An Open Letter to Canadians
After reading this on Cannuckistan Chronicles, I think a gentle, nurturing attitude adjustment is needed for our paranoid northern neighbors.
First, except for perhaps those relative few Americans who live far enough north that they can’t avoid it, we almost never think about you. (Yes, I know, and that annoys you. Oh well. You’ll get over it.)
No, we have no plans to “take over” Canada (like I said, we think about Canada less often than we do fruitcake). We suffer from “If we figured it out on our own, then they can too” syndrome (adapted from “Hamburgers Yes, Federalism No” by Mark Steyn). Contrary to popular paranoid leftist delusions, we’re not too awfully interested in “meddling” with other countries unless it happens to be in our national interest. Sorry, life’s like that. And sure, though we’d like you on our side, be honest: It’s not like it makes much difference one way or another, given that you’ve so castrated your military you might as well not have it at all.

AIM OF THE EXERCISE
Using the open letter above, decide whether each statement agrees with it: (a) Americans think about Canada often. (b) The United States has no plans to take over Canada. (c) The name of the syndrome the writer describes is adapted from a piece by Mark Steyn. Answer yes or no for each, and quote the words of the letter that decide it. The data that comes next has no connection to the open letter.

INFORMATION SUPPLIED
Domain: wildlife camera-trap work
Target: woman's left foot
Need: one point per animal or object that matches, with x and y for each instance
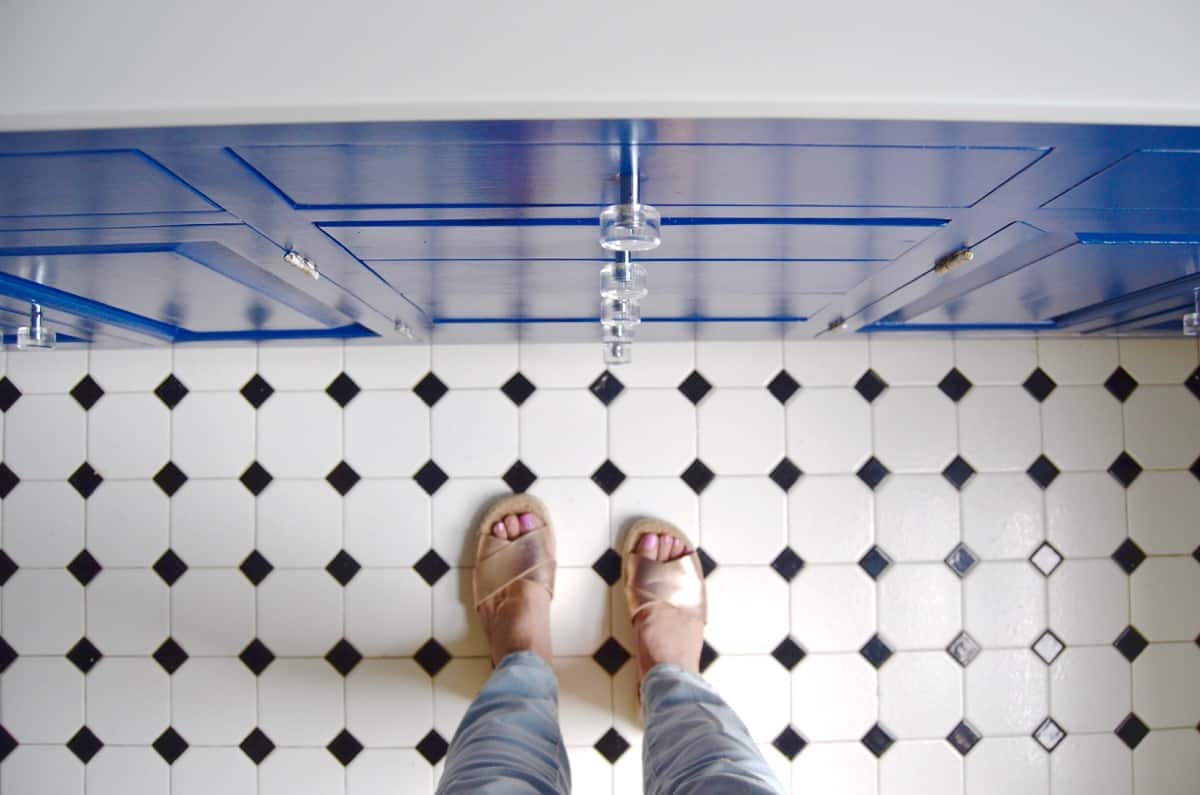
(517, 616)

WRITTEN ANSWER
(a) No: "we almost never think about you."
(b) Yes: "No, we have no plans to “take over” Canada"
(c) Yes: "We suffer from “If we figured it out on our own, then they can too” syndrome (adapted from “Hamburgers Yes, Federalism No” by Mark Steyn)."